Excerpts from a dataset:
▽

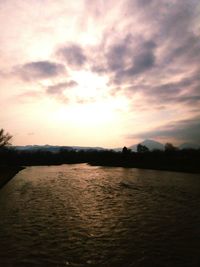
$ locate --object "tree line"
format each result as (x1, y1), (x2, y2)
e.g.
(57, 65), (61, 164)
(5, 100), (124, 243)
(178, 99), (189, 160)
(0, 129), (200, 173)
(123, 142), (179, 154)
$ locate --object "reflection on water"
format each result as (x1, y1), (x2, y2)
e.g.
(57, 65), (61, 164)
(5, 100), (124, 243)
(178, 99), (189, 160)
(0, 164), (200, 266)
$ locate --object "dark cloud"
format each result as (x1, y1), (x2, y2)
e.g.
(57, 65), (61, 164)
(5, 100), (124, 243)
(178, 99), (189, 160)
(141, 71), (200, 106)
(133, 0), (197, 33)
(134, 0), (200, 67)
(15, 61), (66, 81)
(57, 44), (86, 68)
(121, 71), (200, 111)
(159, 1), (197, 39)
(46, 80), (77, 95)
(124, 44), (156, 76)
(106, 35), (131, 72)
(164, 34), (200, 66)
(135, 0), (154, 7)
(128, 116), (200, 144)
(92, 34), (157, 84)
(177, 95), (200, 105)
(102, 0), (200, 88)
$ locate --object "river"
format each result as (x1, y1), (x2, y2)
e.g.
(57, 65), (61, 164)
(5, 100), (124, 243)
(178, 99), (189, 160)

△
▽

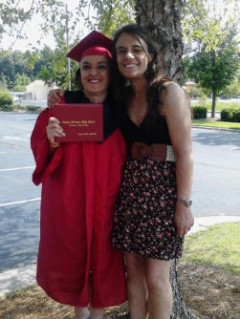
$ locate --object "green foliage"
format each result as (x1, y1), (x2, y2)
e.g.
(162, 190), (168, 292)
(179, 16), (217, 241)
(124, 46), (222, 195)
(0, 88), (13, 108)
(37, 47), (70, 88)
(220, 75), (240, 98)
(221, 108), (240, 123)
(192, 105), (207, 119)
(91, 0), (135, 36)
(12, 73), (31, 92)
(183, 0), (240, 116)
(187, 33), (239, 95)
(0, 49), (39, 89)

△
▽

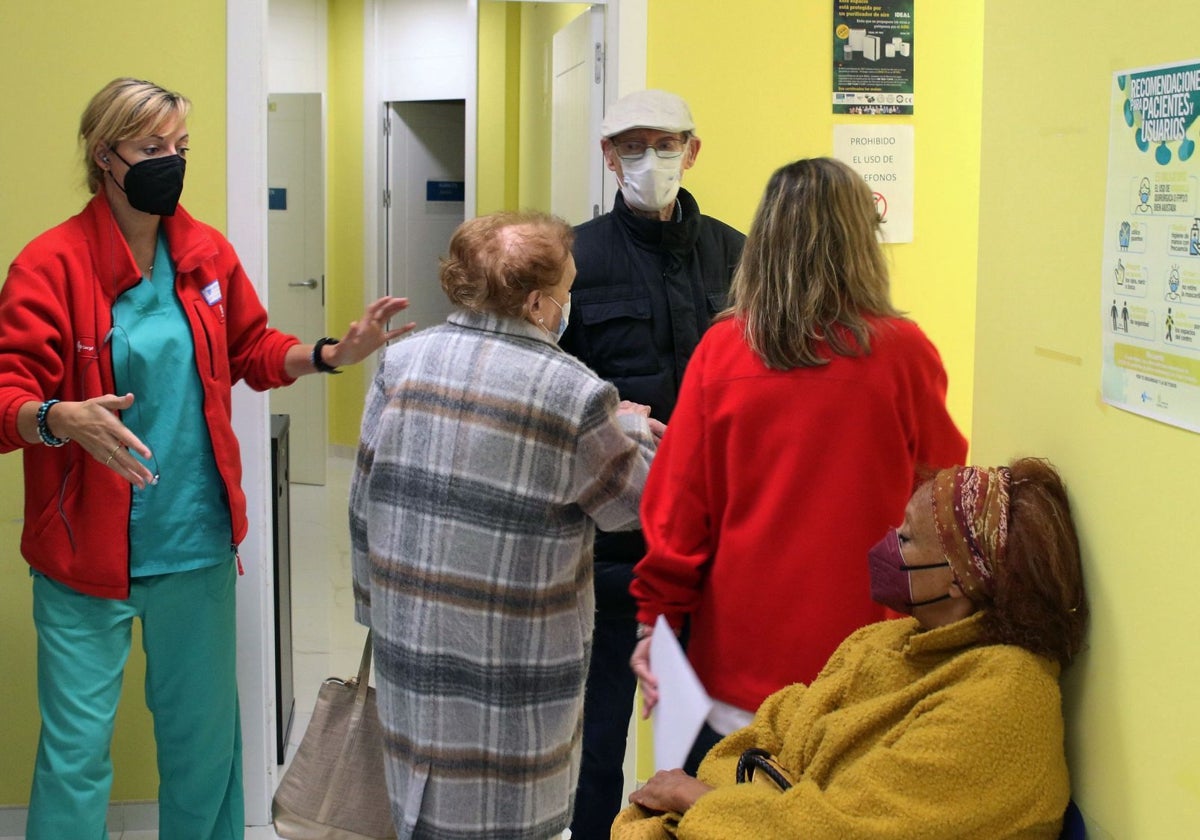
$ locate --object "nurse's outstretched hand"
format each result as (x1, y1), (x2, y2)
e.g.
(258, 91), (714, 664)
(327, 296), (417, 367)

△

**Problem:** A line belongs in the answer if it contains the word "locate"; copy every such line from the data above.

**Answer space:**
$ locate --object "tree line"
$ locate --object "reflection on water"
$ locate --object "dark cloud"
$ locate --object "river"
$ locate --object "green foliage"
$ locate --object "nurse's outstretched hand"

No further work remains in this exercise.